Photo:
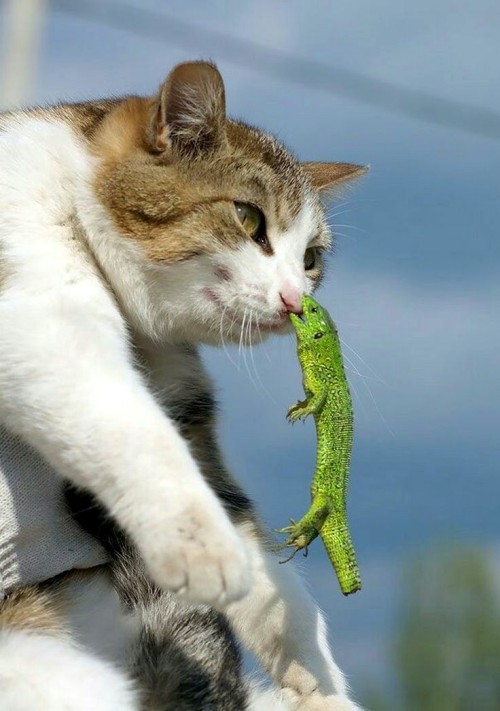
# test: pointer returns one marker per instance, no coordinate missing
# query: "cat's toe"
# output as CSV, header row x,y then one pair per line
x,y
204,560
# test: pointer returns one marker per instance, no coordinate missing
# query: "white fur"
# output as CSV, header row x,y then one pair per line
x,y
282,625
69,388
42,672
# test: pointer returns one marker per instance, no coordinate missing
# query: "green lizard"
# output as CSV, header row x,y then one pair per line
x,y
329,400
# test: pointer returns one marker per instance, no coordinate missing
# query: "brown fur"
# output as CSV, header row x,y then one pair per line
x,y
33,609
170,168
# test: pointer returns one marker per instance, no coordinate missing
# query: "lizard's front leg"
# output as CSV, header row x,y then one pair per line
x,y
312,405
280,623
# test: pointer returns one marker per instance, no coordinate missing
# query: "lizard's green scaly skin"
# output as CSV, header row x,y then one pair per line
x,y
328,399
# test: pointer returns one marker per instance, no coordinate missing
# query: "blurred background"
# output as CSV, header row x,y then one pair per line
x,y
413,91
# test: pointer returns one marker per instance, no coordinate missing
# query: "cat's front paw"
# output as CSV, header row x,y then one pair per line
x,y
200,556
318,702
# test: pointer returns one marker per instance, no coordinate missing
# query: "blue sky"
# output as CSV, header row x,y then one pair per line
x,y
413,285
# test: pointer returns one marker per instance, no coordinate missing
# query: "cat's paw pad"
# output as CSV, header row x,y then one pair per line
x,y
202,558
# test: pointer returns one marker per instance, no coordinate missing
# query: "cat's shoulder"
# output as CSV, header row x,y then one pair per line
x,y
82,117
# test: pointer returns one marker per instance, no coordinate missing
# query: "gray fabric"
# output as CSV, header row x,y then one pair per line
x,y
38,538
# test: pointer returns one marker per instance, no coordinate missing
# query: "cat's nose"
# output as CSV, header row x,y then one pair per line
x,y
292,299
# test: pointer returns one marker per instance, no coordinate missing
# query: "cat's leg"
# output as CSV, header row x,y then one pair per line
x,y
69,388
278,620
281,624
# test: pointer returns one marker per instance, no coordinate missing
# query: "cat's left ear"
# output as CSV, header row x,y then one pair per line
x,y
189,113
326,176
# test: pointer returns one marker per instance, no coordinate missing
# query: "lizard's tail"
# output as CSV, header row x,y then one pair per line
x,y
338,544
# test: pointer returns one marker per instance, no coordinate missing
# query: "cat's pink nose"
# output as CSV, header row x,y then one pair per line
x,y
292,299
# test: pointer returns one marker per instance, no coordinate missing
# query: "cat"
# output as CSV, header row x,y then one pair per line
x,y
131,231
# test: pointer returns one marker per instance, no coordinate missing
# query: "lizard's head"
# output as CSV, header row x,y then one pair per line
x,y
314,323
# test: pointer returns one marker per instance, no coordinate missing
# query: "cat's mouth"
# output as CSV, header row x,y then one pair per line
x,y
249,319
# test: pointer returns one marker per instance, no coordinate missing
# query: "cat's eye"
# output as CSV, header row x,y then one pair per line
x,y
310,258
253,222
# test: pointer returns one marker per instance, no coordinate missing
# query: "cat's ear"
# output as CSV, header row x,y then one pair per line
x,y
189,113
326,176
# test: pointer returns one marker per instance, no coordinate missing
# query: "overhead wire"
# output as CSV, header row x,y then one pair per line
x,y
288,67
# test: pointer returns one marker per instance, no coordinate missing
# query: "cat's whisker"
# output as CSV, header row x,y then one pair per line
x,y
224,347
356,354
368,389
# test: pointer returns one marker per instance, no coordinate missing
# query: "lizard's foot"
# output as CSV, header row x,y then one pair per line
x,y
299,537
299,411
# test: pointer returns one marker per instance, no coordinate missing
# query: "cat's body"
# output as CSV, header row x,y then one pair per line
x,y
131,231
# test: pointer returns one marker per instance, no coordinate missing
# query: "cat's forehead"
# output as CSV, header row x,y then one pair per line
x,y
265,168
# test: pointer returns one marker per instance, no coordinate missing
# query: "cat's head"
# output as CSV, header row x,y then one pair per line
x,y
226,223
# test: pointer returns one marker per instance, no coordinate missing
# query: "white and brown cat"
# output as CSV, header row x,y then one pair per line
x,y
131,231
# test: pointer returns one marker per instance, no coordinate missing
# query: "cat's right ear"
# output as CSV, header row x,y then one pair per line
x,y
189,114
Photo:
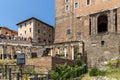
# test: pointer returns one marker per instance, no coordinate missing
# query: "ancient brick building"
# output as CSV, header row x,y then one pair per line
x,y
95,22
39,31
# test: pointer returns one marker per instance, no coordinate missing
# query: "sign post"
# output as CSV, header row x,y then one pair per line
x,y
20,61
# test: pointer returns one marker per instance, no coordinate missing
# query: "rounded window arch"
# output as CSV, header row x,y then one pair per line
x,y
102,24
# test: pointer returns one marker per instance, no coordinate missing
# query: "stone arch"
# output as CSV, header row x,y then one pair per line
x,y
102,23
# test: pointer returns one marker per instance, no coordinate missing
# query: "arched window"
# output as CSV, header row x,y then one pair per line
x,y
102,24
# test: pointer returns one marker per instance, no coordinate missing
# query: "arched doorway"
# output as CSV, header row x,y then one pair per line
x,y
102,24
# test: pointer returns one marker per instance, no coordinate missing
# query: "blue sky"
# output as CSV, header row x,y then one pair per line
x,y
15,11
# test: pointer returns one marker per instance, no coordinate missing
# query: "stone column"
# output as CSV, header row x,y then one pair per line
x,y
72,49
12,52
111,21
51,51
65,51
3,51
93,25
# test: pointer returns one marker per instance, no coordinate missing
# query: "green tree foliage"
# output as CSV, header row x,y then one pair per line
x,y
65,72
97,72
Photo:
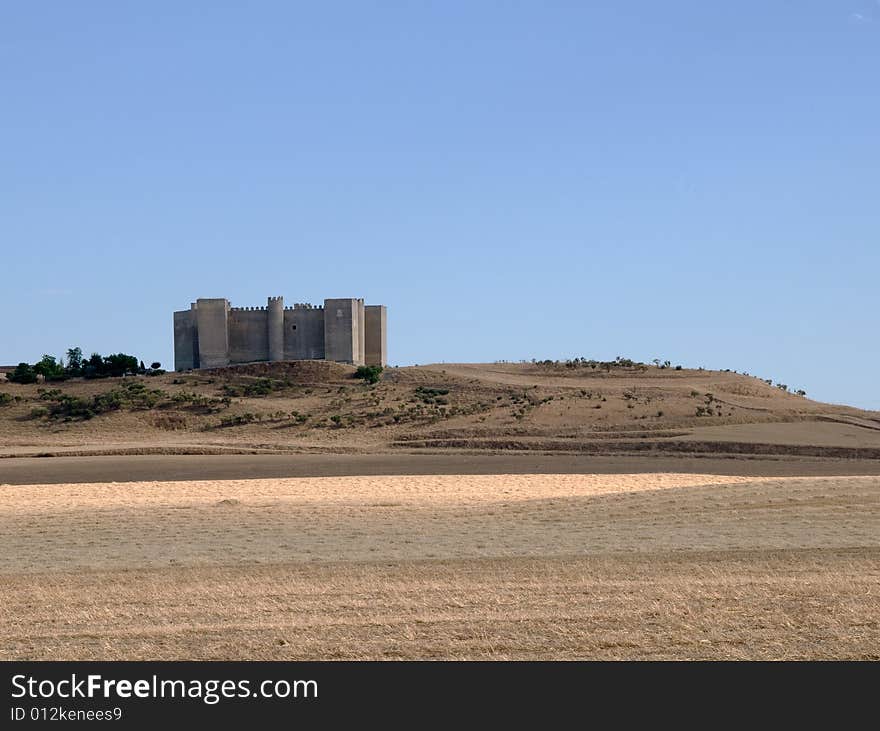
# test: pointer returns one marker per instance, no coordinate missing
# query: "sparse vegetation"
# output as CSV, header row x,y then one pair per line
x,y
369,374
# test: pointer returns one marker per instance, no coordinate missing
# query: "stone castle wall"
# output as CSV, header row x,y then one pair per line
x,y
211,334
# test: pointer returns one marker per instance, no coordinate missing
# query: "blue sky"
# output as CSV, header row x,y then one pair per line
x,y
684,180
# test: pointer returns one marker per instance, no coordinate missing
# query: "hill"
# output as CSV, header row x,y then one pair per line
x,y
546,407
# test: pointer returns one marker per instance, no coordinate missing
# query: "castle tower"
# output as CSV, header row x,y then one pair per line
x,y
341,336
213,332
275,320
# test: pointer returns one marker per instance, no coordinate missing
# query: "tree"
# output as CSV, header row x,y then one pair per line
x,y
49,368
74,361
369,373
118,364
23,373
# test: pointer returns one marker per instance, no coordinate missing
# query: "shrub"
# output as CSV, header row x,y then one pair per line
x,y
370,374
23,373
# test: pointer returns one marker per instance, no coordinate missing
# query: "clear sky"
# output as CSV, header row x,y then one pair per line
x,y
688,180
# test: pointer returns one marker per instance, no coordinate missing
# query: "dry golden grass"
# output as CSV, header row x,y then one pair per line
x,y
479,566
750,605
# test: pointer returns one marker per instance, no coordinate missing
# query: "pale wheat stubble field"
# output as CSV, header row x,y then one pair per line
x,y
443,566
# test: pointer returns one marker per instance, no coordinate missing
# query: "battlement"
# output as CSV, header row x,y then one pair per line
x,y
212,333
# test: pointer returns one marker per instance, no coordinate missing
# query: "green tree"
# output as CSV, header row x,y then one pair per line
x,y
370,374
49,368
74,361
23,373
118,364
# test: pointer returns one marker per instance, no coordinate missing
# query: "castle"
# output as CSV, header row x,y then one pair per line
x,y
211,334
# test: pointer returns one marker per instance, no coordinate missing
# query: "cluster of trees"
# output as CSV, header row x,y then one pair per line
x,y
96,366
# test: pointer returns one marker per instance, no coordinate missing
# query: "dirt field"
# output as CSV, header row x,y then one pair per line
x,y
531,510
482,566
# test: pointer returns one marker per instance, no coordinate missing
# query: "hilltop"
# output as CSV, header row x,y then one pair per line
x,y
317,406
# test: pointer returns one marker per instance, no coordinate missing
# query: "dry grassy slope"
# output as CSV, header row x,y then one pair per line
x,y
466,406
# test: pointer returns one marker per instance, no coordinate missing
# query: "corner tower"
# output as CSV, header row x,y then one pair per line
x,y
275,318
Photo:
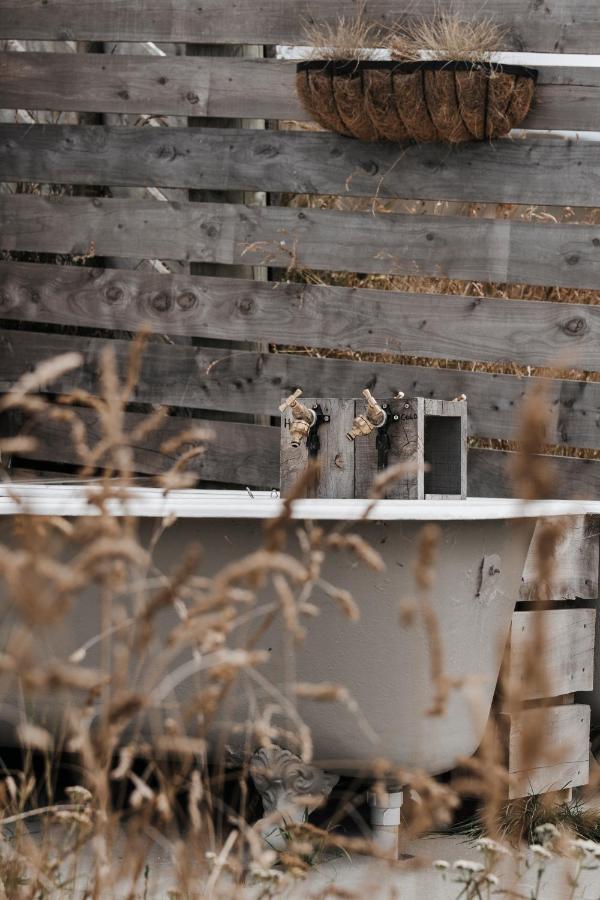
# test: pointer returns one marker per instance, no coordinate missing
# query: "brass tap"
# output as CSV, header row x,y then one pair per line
x,y
373,418
303,418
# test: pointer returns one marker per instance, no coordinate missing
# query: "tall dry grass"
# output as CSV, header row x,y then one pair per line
x,y
142,769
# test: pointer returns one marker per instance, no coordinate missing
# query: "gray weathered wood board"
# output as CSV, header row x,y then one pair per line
x,y
432,325
566,97
572,27
335,458
249,455
238,454
249,382
563,730
576,564
445,246
568,641
510,171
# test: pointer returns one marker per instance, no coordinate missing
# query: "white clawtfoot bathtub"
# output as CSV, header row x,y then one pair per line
x,y
384,660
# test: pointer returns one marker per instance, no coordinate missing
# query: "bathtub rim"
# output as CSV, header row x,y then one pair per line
x,y
73,500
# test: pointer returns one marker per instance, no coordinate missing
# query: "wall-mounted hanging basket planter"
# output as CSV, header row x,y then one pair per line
x,y
421,101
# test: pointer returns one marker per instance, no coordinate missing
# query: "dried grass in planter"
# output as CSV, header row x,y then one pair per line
x,y
451,101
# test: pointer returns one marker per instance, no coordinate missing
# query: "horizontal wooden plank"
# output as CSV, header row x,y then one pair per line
x,y
536,171
490,475
568,642
238,454
249,382
566,27
253,458
445,246
432,325
567,98
576,562
564,737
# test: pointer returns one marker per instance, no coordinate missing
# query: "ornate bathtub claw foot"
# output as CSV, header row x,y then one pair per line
x,y
385,809
288,787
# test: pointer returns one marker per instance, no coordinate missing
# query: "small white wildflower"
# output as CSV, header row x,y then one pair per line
x,y
468,865
490,846
540,851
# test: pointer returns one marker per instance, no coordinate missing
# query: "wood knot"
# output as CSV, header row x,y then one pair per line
x,y
114,294
187,300
162,302
574,326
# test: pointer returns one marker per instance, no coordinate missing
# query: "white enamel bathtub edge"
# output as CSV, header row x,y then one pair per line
x,y
145,502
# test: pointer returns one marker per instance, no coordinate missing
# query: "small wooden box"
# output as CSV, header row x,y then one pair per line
x,y
432,434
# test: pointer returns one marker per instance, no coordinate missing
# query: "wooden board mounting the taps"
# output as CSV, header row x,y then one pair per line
x,y
408,448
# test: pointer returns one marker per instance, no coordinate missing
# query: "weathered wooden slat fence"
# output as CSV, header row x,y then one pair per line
x,y
568,98
534,170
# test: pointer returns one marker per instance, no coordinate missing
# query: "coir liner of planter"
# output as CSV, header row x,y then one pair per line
x,y
421,101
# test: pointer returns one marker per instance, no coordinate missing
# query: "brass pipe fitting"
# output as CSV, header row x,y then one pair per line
x,y
373,418
303,418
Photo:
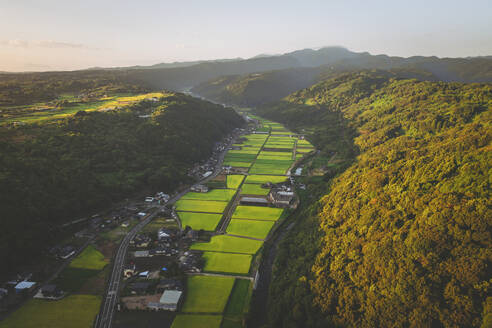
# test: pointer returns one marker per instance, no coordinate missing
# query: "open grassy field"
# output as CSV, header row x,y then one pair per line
x,y
264,179
268,169
197,321
207,294
234,181
223,195
239,299
229,244
257,213
72,279
90,258
237,164
72,311
250,228
193,205
197,221
227,262
254,189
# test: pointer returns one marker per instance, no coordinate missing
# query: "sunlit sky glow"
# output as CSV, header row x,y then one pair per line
x,y
62,35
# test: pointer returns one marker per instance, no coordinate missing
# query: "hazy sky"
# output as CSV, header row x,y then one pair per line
x,y
69,34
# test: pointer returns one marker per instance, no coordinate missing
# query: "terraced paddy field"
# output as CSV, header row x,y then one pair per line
x,y
269,169
254,189
250,228
227,262
223,195
77,310
206,294
197,221
229,244
239,299
197,321
257,213
238,164
208,206
264,179
234,181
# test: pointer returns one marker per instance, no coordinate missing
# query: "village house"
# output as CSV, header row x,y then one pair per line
x,y
169,301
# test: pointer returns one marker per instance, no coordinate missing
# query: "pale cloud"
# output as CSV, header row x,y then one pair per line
x,y
44,44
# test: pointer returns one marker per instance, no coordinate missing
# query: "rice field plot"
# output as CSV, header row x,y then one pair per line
x,y
206,294
229,244
75,310
303,142
264,179
90,259
234,181
257,213
254,189
245,151
250,228
304,150
227,262
224,195
285,157
268,169
197,321
194,205
239,299
197,221
237,164
240,157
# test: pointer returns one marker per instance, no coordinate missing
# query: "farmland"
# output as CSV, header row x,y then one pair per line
x,y
223,195
78,310
196,321
227,262
229,244
250,228
197,221
234,181
257,213
207,294
264,179
192,205
90,259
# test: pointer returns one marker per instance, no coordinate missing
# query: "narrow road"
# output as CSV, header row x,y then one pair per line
x,y
220,275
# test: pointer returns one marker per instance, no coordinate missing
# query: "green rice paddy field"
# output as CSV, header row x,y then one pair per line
x,y
208,206
264,179
223,195
257,213
207,294
227,262
250,228
197,221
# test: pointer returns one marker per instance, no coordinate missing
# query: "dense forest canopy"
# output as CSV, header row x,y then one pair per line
x,y
404,233
56,171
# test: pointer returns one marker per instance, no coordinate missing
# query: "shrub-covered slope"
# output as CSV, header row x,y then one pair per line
x,y
52,172
406,235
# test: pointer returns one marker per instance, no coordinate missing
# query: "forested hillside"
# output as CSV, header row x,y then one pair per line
x,y
402,237
59,170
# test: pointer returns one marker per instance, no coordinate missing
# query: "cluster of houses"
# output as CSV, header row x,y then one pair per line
x,y
280,195
160,198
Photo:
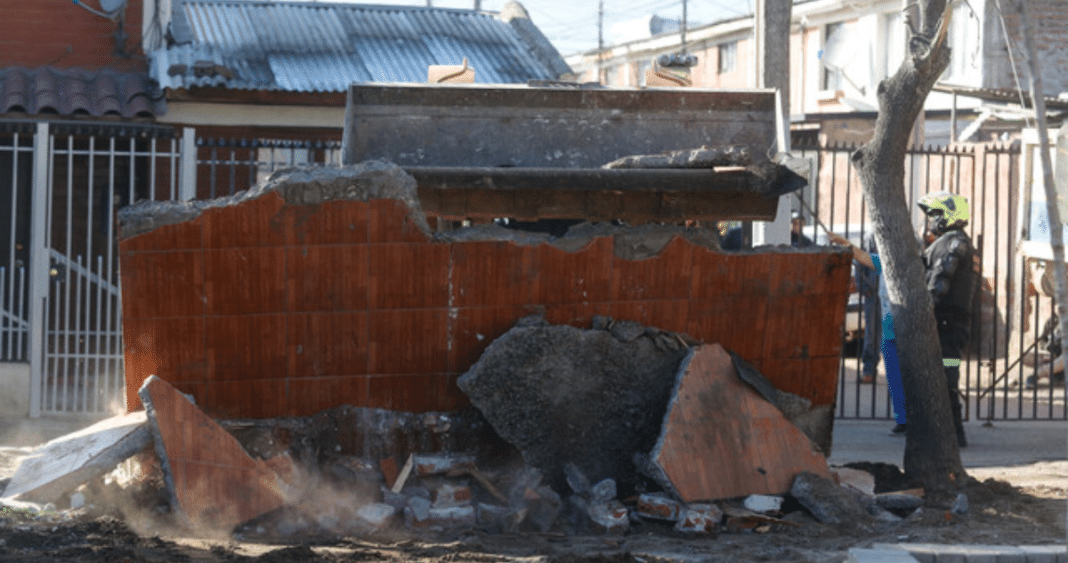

★ ★ ★ ★

• **SHORT EXERCISE**
Report every line of the rows above that contains the word "weathered". Case counts.

• **RIGHT ANSWER**
# query: "gray weathered wood board"
# query: "weathered wooden slat fence"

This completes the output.